Directions for this task >> The word to find is "corner". Copy each line of the material that contains it.

Given records >>

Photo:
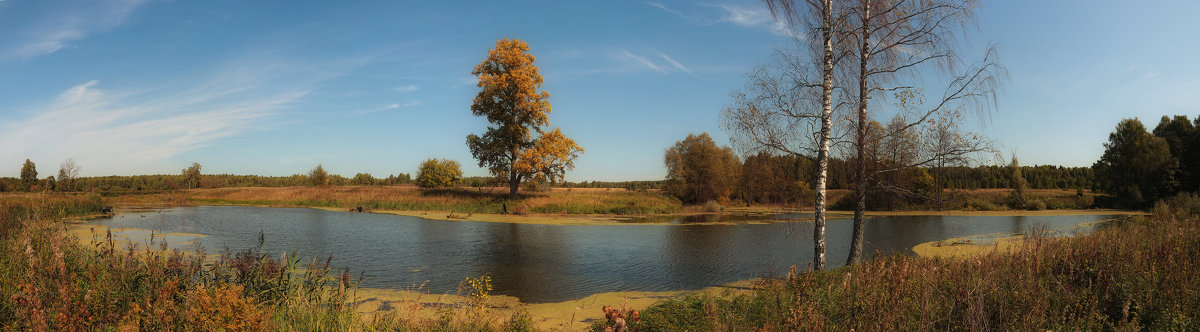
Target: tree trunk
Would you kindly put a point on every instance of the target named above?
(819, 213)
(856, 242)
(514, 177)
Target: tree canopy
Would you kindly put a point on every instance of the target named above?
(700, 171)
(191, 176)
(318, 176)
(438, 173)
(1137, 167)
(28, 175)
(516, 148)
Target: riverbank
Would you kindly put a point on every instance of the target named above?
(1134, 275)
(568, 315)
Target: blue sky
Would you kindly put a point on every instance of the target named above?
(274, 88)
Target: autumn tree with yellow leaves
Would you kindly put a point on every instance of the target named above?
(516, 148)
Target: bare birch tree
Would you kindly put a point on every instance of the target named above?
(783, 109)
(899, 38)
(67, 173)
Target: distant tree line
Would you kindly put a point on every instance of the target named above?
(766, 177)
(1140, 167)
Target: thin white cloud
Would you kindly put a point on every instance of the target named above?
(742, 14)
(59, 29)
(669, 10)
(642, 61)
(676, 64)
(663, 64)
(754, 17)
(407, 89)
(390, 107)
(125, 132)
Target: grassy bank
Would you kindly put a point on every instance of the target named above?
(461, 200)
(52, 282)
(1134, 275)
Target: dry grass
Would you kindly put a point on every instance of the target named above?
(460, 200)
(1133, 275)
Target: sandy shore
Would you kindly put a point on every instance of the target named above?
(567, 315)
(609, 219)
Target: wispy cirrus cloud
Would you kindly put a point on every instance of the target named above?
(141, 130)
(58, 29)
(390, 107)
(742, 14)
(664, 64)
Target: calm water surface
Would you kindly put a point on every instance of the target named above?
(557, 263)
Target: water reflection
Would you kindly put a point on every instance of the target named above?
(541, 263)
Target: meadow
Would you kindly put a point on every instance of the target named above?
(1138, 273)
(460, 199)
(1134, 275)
---
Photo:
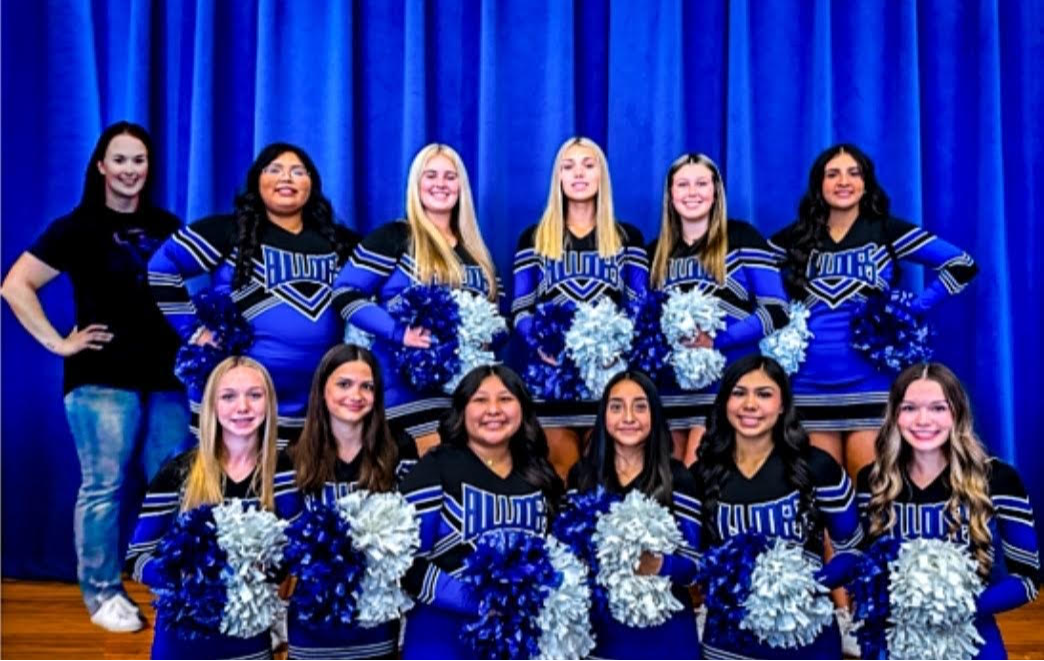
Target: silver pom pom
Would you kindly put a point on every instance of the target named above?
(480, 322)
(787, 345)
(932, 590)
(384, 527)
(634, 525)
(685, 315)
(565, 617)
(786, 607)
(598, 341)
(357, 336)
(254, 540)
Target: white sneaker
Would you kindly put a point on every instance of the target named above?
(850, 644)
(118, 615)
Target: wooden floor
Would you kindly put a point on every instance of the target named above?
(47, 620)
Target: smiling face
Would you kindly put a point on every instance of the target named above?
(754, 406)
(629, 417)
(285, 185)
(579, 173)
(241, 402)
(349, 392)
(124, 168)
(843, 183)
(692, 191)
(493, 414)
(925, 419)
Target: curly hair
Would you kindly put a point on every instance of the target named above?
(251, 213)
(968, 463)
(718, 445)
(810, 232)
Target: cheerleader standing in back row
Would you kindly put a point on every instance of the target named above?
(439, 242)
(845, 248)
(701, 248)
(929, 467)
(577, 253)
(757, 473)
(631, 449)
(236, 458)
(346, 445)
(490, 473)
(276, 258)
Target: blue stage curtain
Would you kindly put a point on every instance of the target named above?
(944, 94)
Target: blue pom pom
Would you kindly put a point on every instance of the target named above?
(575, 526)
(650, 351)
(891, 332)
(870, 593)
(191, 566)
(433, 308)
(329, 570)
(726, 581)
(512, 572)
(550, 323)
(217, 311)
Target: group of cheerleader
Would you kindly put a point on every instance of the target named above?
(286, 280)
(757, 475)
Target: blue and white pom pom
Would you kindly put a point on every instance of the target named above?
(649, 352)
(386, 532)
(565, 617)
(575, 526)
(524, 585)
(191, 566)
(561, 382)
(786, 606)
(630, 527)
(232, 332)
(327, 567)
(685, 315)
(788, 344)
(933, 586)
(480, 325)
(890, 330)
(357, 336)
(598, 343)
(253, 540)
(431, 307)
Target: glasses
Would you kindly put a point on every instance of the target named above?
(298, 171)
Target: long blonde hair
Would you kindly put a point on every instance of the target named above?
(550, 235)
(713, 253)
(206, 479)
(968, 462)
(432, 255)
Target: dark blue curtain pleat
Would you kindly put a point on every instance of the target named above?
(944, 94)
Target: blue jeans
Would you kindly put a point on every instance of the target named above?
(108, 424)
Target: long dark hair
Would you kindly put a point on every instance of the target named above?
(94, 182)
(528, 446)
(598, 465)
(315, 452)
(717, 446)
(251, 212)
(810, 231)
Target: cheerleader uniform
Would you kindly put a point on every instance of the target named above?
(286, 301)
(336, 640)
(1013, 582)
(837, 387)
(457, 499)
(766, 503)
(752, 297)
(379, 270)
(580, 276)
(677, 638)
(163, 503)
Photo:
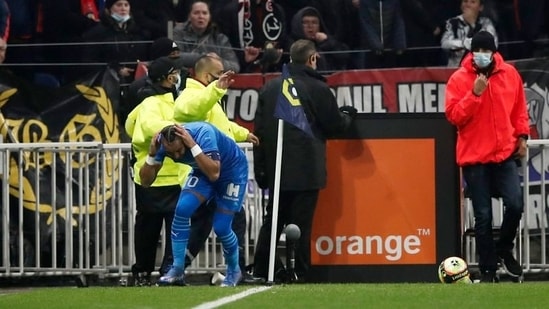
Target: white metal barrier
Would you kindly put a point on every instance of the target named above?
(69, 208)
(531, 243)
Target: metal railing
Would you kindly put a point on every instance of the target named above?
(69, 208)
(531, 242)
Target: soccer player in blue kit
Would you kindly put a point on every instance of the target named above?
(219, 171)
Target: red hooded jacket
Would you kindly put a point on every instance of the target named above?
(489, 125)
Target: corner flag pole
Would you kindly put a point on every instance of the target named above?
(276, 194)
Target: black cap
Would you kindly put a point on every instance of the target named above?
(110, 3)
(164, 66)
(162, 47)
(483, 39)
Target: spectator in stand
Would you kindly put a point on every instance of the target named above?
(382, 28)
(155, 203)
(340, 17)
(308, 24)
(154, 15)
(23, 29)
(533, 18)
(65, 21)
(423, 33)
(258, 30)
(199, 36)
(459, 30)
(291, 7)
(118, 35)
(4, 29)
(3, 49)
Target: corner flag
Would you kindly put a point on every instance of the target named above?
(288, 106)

Exercise response >>
Target: corner flag pole
Target: corner flag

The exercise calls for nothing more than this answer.